Requirement:
Once the line containing "Task: put a point on every instance of the utility" is found, copy it and each subsequent line exactly. Stop at the end of the records below.

*** Exercise data ***

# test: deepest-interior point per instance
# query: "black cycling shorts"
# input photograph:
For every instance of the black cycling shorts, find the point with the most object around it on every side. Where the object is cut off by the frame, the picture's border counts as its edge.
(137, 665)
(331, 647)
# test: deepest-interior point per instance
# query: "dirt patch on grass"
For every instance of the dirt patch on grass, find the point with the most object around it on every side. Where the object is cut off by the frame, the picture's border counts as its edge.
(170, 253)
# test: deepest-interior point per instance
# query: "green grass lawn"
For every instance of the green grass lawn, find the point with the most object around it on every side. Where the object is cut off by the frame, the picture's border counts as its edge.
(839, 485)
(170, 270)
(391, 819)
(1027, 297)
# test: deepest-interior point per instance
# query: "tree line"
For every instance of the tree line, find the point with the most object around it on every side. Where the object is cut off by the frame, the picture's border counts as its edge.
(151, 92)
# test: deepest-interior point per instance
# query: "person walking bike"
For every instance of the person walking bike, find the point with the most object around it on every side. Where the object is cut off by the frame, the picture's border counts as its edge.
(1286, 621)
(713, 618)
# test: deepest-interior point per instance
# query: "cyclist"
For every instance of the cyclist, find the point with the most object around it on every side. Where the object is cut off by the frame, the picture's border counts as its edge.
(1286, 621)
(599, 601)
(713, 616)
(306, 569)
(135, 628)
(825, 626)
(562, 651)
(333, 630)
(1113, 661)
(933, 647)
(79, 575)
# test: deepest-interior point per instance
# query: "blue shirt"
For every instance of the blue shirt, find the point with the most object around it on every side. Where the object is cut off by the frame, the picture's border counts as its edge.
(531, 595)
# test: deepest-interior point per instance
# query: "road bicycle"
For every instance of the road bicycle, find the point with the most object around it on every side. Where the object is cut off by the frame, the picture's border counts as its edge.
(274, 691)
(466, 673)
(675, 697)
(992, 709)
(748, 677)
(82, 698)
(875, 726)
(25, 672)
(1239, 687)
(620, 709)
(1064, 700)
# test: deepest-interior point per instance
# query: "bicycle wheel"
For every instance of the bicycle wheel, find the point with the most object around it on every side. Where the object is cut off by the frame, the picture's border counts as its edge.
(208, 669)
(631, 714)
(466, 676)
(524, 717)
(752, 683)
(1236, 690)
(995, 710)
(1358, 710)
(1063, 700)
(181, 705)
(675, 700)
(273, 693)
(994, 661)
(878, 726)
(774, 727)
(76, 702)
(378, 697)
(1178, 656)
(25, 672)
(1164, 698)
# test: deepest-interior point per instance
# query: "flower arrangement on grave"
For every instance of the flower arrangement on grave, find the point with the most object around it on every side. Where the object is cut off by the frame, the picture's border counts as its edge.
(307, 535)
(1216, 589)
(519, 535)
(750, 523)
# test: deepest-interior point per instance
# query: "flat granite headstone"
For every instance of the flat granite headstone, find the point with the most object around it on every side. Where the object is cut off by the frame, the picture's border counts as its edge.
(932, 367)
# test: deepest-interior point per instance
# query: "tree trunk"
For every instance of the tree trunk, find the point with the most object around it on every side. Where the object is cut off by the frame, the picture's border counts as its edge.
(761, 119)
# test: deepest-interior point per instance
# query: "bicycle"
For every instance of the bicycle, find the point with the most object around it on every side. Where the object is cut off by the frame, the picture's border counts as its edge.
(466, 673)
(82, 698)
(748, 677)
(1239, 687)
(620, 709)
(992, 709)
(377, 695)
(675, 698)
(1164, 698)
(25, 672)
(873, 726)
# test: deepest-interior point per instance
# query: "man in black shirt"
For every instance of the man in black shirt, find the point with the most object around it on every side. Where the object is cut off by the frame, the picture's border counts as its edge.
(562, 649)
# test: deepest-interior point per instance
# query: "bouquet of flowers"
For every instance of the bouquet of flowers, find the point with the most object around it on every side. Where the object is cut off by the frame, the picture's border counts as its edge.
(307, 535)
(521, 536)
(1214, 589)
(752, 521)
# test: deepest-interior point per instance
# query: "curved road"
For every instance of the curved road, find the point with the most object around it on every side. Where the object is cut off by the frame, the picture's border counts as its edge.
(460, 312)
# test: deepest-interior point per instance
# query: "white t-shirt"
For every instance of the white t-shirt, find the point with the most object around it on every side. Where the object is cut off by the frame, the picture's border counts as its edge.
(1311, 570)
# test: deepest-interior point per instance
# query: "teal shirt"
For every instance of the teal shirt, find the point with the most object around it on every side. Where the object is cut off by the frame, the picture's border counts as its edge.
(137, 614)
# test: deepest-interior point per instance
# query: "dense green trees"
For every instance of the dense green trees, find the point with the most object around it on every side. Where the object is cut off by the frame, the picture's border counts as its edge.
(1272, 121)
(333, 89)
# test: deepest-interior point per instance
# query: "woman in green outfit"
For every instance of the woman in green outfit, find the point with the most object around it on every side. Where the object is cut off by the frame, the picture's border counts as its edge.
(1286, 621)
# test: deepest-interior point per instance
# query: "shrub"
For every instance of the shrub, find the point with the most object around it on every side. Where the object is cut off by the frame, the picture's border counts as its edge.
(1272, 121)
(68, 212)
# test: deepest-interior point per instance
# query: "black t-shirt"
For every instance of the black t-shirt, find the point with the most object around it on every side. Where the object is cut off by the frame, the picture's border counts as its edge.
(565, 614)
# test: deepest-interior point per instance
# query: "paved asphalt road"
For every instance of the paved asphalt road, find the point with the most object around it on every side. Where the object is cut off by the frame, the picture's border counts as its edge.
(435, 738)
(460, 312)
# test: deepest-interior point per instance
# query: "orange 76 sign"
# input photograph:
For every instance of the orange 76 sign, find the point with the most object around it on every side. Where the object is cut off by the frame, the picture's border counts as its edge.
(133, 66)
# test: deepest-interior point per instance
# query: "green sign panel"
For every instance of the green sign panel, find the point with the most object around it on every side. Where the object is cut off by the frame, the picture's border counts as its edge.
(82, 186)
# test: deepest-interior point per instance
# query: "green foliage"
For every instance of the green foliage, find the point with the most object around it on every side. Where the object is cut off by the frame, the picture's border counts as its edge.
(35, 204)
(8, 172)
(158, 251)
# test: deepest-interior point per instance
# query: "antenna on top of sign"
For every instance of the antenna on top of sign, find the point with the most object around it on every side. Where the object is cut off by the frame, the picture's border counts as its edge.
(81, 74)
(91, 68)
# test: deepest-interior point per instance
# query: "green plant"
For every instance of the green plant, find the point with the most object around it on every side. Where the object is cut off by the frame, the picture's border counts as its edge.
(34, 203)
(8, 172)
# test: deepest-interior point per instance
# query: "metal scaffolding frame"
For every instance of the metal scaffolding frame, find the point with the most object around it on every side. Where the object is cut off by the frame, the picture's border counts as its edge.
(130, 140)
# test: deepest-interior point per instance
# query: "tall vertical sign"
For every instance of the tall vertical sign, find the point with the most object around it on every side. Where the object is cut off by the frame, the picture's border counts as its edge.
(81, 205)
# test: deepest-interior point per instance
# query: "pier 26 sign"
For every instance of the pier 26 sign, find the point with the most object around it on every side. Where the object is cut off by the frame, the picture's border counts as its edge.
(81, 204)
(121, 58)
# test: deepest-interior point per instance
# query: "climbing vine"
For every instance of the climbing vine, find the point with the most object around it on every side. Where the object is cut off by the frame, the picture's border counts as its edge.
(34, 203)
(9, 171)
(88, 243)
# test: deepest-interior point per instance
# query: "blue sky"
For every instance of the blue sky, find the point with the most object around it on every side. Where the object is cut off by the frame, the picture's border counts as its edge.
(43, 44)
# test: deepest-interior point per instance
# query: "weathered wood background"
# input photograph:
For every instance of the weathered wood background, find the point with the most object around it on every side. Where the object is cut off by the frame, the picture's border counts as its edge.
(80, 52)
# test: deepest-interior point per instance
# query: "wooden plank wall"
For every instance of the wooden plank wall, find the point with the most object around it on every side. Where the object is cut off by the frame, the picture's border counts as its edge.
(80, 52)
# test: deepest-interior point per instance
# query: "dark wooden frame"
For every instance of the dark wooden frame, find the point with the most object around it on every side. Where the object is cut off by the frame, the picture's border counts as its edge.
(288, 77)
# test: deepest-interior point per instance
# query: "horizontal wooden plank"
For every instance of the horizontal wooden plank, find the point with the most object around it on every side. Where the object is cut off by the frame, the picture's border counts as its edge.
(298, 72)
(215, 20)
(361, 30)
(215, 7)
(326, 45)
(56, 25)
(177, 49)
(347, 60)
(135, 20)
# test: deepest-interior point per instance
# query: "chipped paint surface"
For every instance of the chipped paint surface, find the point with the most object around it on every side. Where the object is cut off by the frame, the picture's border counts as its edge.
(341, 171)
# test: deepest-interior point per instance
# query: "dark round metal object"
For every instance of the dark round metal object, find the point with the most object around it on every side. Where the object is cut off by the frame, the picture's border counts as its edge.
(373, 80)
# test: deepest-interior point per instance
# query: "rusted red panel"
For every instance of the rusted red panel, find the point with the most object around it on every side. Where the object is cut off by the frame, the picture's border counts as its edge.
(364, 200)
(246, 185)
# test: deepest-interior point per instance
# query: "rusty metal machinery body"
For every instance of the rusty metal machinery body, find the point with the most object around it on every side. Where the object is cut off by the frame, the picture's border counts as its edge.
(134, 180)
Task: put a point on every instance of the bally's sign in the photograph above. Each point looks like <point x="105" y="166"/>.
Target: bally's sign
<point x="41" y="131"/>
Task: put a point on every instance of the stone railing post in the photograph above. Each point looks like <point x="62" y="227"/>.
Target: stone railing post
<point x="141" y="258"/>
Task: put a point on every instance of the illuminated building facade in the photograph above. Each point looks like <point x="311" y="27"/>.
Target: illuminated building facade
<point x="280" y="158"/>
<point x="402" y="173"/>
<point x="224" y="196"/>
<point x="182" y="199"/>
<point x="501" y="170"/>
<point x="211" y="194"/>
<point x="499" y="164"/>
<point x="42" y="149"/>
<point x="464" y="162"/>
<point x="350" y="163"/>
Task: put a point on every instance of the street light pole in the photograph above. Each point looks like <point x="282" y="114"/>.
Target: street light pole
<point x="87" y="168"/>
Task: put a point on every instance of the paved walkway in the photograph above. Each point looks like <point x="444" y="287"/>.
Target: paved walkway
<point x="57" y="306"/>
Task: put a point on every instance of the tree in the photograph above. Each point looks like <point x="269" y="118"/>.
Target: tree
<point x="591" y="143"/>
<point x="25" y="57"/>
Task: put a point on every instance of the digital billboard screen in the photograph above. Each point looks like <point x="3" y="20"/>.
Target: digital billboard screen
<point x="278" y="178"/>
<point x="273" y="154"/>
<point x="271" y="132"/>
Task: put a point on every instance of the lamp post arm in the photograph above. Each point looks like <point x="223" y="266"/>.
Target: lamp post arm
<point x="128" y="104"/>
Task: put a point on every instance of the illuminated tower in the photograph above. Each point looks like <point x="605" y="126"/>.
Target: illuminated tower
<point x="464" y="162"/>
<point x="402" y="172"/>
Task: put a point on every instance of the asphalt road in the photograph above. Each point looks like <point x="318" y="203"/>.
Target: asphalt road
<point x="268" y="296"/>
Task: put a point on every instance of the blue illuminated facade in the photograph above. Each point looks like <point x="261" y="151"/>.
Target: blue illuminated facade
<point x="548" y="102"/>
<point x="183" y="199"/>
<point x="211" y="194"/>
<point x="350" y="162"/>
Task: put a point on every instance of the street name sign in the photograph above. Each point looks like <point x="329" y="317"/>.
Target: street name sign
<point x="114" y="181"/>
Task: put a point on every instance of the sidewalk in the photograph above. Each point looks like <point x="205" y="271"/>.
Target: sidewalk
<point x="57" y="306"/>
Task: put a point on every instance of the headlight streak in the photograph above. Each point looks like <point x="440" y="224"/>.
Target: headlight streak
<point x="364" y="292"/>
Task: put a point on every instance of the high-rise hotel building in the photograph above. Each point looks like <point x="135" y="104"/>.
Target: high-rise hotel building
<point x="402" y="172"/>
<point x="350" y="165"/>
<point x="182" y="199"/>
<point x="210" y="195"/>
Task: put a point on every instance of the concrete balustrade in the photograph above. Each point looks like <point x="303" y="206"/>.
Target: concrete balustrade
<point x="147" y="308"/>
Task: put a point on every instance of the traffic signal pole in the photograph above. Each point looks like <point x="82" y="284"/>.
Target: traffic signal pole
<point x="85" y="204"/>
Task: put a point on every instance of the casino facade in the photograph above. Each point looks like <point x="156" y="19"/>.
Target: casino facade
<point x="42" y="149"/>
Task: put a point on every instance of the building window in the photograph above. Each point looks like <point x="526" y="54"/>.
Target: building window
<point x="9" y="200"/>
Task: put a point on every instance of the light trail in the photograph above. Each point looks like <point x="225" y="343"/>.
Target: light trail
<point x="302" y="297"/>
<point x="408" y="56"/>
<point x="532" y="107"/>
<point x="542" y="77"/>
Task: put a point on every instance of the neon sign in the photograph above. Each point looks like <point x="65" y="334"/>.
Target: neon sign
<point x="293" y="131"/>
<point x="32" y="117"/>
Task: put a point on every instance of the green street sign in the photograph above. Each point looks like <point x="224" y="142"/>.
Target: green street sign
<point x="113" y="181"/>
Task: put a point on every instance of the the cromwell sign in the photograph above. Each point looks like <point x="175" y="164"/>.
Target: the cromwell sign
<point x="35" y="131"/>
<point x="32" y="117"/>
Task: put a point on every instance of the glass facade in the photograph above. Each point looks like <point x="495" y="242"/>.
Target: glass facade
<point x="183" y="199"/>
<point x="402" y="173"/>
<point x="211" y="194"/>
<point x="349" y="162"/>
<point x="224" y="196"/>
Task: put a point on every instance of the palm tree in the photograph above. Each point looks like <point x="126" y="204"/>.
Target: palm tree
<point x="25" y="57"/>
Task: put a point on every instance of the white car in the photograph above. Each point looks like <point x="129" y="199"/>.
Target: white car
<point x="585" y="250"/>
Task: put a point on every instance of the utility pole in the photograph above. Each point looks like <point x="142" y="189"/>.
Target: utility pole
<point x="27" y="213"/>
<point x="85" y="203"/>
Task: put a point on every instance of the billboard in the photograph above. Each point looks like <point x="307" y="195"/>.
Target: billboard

*** End of Exercise data ***

Result of this exercise:
Task: put a point on every instance of the utility pole in the photograph above. Each point looks like <point x="142" y="189"/>.
Target: utility pole
<point x="27" y="213"/>
<point x="85" y="203"/>
Task: put a point on every instance of the billboard in the photograph above. Each point looks like <point x="307" y="195"/>.
Target: billboard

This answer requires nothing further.